== TEXTE
Derrière les protestations des usagers contre la hausse du prix des billets de train et les retards à répétition s'anime un débat qui pose les questions de fond. Car, après tout, les difficultés du chemin de fer découlent concomitamment de son succès et de son échec : nous prenons de plus en plus le train, mais Réseau ferré de France, qui entretient les voies, ploie sous une dette énorme, tandis que la SNCF court après son déficit.

Les raisons des difficultés sont multiples, mais pour nombre d'écologistes, le développement des lignes à grande vitesse (LGV) joue un grand rôle dans la dégradation. En mobilisant des investissements importants, il empêcherait l'indispensable entretien des lignes dites secondaires, qui relient les villes moyennes et petites aux plus grandes. Pour un opposant au projet de ligne Bordeaux-Bayonne, Victor Pachon, les TGV accélèrent "la concentration des activités autour des métropoles de niveau européen au détriment des villes moyennes". De son côté, l'économiste Julien Milanesi observe que les TGV profitent aux riches qui peuvent s'en payer les billets, au détriment des pauvres, qui doivent se contenter de trains à la qualité dégradée. Il pronostique l'amélioration des voies existantes : " Ce que nous perdrions en vitesse, nous le gagnerions en justice sociale."
A quoi Jean Sivardière, militant de longue date du chemin de fer et président de la Fédération nationale des associations d'usagers des transports, répond que le succès du TGV - 93 millions de passagers en 2009 - atteste de sa popularité, et que les trains rapides permettent de reprendre des parts de marché à l'avion et à l'auto, beaucoup plus polluants. Le débat est ouvert. Mais il semble qu'en période de disette économique, on ne puisse pas tout faire, et qu'il faudra choisir entre nouvelles LGV et trains classiques. Même si, comme le rappelle M. Sivardière, des ressources peuvent être trouvées du côté de l'avion, très subventionné, ou du carburant, dont le coût réel en termes de pouvoir d'achat serait moindre qu'en 1970.
====
== DONNÉES SOURCES
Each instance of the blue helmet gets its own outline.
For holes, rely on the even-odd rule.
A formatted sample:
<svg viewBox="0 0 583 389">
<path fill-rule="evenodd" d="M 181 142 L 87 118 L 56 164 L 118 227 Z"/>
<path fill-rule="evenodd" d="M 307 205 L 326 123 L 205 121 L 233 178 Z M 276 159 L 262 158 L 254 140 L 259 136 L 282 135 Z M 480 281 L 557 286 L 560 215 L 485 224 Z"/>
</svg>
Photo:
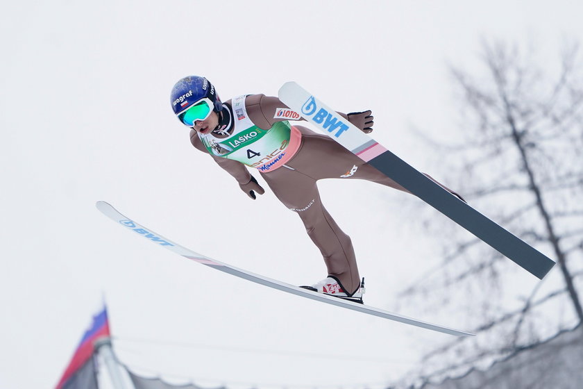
====
# CONSIGNES:
1) D'après le texte sur le chemin de fer, combien de passagers le TGV a-t-il transportés en 2009 ?
2) Recopiez les lignes de données ci-dessus en remplaçant "blue helmet" par "yellow helmet", sans rien modifier d'autre et sans reprendre les images.
Le texte et les lignes de données proviennent de sources distinctes.

# RÉSULTATS DE L'EXERCICE:
1) 93 millions de passagers.

2)
Each instance of the yellow helmet gets its own outline.
For holes, rely on the even-odd rule.
A formatted sample:
<svg viewBox="0 0 583 389">
<path fill-rule="evenodd" d="M 181 142 L 87 118 L 56 164 L 118 227 Z"/>
<path fill-rule="evenodd" d="M 307 205 L 326 123 L 205 121 L 233 178 Z M 276 159 L 262 158 L 254 140 L 259 136 L 282 135 Z M 480 281 L 557 286 L 560 215 L 485 224 Z"/>
</svg>
Photo:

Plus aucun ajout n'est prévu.